[Part of a data file]
[start]

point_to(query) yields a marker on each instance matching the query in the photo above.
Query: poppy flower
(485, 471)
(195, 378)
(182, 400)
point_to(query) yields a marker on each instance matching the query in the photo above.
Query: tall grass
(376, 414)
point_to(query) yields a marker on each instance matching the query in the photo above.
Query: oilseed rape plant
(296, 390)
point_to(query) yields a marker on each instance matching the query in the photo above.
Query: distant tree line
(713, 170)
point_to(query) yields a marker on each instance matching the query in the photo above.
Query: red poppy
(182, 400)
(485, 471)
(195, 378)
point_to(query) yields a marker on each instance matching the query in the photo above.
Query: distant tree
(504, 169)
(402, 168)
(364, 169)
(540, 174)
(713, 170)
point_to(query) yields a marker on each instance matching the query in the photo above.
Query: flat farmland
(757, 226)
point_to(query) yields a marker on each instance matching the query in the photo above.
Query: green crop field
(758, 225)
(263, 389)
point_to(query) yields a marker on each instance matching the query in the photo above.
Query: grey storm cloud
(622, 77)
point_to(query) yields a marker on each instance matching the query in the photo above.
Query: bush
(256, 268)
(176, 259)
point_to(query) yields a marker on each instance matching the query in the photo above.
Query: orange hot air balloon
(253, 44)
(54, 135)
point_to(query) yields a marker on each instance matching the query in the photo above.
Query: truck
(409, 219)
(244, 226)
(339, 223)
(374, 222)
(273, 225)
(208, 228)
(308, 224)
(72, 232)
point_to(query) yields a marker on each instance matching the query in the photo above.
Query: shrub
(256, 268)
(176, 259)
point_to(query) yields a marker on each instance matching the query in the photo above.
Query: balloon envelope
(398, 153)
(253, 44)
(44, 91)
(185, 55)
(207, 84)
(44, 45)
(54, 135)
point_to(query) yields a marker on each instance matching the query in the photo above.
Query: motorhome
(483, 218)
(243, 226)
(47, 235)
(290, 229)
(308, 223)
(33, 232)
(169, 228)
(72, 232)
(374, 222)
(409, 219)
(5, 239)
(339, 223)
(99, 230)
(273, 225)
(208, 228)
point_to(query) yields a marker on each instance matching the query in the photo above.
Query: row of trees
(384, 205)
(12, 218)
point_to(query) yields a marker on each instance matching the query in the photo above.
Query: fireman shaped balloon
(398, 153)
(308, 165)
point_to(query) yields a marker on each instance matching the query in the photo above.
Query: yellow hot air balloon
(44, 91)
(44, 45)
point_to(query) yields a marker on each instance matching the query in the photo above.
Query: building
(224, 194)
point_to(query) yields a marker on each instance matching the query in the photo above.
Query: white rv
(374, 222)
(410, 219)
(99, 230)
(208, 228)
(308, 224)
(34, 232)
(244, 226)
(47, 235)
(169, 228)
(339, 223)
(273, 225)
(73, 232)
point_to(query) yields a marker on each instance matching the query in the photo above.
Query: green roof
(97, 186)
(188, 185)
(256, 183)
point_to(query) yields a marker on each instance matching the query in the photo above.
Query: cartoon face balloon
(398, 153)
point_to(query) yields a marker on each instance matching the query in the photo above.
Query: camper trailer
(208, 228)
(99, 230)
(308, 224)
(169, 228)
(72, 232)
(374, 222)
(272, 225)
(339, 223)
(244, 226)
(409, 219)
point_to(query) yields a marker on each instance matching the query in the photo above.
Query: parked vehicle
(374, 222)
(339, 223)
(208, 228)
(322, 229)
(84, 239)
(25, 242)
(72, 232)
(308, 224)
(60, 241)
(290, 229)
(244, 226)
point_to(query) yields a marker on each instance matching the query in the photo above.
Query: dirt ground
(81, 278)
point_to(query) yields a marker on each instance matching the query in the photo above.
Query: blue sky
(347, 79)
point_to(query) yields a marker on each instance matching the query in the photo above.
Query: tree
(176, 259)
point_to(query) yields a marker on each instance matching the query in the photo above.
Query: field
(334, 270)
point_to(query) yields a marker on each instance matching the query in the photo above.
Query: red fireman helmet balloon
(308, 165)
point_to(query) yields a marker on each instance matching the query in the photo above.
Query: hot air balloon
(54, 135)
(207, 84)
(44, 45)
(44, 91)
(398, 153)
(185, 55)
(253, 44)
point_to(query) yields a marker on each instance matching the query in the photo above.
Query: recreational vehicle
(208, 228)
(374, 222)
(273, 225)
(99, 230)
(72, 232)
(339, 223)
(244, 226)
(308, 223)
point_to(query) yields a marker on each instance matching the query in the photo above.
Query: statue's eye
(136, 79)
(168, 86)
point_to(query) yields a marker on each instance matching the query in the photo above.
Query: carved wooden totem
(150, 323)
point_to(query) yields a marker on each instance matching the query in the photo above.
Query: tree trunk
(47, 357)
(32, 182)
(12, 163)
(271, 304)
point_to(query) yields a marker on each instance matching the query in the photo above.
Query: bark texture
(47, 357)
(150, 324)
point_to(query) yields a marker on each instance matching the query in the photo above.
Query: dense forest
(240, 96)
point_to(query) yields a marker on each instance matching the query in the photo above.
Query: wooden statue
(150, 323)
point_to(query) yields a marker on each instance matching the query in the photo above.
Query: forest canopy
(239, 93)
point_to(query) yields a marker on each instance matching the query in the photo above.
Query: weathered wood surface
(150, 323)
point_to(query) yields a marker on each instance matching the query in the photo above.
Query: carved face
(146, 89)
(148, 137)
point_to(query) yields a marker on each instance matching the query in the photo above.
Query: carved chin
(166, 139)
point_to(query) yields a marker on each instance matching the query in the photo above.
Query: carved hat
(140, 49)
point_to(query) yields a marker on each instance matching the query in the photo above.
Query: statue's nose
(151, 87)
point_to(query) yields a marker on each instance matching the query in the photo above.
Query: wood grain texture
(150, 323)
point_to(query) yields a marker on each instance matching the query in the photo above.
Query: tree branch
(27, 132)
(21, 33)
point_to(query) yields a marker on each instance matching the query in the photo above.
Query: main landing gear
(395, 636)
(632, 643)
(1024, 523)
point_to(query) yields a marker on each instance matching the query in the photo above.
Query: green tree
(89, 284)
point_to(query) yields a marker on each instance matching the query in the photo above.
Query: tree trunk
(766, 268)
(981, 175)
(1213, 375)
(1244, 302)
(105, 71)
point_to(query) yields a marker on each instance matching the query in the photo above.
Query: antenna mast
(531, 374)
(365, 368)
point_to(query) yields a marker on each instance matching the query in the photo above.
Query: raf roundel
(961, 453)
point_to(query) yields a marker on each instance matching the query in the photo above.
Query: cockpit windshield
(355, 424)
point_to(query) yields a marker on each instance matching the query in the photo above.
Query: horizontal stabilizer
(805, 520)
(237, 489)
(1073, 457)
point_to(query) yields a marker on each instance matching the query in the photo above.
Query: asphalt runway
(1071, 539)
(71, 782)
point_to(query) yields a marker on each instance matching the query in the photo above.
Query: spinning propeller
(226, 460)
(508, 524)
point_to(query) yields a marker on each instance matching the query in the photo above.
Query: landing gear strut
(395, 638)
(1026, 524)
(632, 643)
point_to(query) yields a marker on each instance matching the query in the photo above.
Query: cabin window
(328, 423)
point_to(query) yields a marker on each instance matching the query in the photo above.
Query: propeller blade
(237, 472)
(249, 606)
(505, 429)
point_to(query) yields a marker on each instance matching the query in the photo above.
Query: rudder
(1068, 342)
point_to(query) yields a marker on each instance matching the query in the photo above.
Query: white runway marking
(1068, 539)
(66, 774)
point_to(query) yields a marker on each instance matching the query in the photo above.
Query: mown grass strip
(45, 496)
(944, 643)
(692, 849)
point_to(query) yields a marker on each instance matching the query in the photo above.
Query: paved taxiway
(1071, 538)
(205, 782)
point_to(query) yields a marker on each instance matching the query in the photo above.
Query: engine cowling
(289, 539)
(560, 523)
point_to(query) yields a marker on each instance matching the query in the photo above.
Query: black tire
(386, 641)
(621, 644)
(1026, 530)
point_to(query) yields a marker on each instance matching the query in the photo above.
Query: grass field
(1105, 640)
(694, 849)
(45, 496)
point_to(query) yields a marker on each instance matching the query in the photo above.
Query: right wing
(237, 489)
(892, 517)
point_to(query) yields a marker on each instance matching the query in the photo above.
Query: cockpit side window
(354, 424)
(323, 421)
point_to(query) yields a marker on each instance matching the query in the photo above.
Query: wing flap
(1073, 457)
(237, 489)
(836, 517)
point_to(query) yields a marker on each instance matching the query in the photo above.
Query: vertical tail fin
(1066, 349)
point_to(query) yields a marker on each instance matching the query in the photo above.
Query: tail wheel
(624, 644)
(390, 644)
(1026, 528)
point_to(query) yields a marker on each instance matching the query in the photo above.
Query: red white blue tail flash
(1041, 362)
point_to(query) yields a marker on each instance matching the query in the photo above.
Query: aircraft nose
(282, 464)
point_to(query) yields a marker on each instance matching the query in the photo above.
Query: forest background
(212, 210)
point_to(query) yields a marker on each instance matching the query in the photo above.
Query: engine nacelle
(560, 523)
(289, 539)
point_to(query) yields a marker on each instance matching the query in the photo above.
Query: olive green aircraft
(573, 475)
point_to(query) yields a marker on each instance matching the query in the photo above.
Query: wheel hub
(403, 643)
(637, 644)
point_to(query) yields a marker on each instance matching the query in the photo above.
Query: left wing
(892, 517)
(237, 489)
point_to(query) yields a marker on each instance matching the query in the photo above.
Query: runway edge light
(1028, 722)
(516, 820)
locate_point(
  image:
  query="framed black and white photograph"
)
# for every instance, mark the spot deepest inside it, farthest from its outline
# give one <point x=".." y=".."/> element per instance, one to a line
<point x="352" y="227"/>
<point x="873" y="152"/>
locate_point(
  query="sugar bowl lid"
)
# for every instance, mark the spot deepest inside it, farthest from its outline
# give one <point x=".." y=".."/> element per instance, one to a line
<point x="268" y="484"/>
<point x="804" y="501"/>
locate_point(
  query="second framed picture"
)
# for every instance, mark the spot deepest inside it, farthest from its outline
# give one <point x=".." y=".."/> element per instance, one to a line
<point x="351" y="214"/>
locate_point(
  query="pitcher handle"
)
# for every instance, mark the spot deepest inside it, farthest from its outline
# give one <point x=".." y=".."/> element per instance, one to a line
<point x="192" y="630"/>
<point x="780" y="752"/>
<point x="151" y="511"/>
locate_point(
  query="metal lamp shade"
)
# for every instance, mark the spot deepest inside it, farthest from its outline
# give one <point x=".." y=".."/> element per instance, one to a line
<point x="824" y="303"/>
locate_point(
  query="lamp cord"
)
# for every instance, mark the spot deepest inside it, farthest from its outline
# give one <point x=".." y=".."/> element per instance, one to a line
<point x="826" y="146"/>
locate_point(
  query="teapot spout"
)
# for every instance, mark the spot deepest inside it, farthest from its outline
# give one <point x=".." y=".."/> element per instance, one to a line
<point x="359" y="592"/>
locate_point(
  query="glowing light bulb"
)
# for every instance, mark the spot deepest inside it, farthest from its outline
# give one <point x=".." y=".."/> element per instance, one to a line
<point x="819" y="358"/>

[end]

» **Do this**
Extract every line of the records above that contains the word "distant". Treat uppercase and lowercase letters as different.

» **Answer to the task**
Query: distant tree line
Query: distant tree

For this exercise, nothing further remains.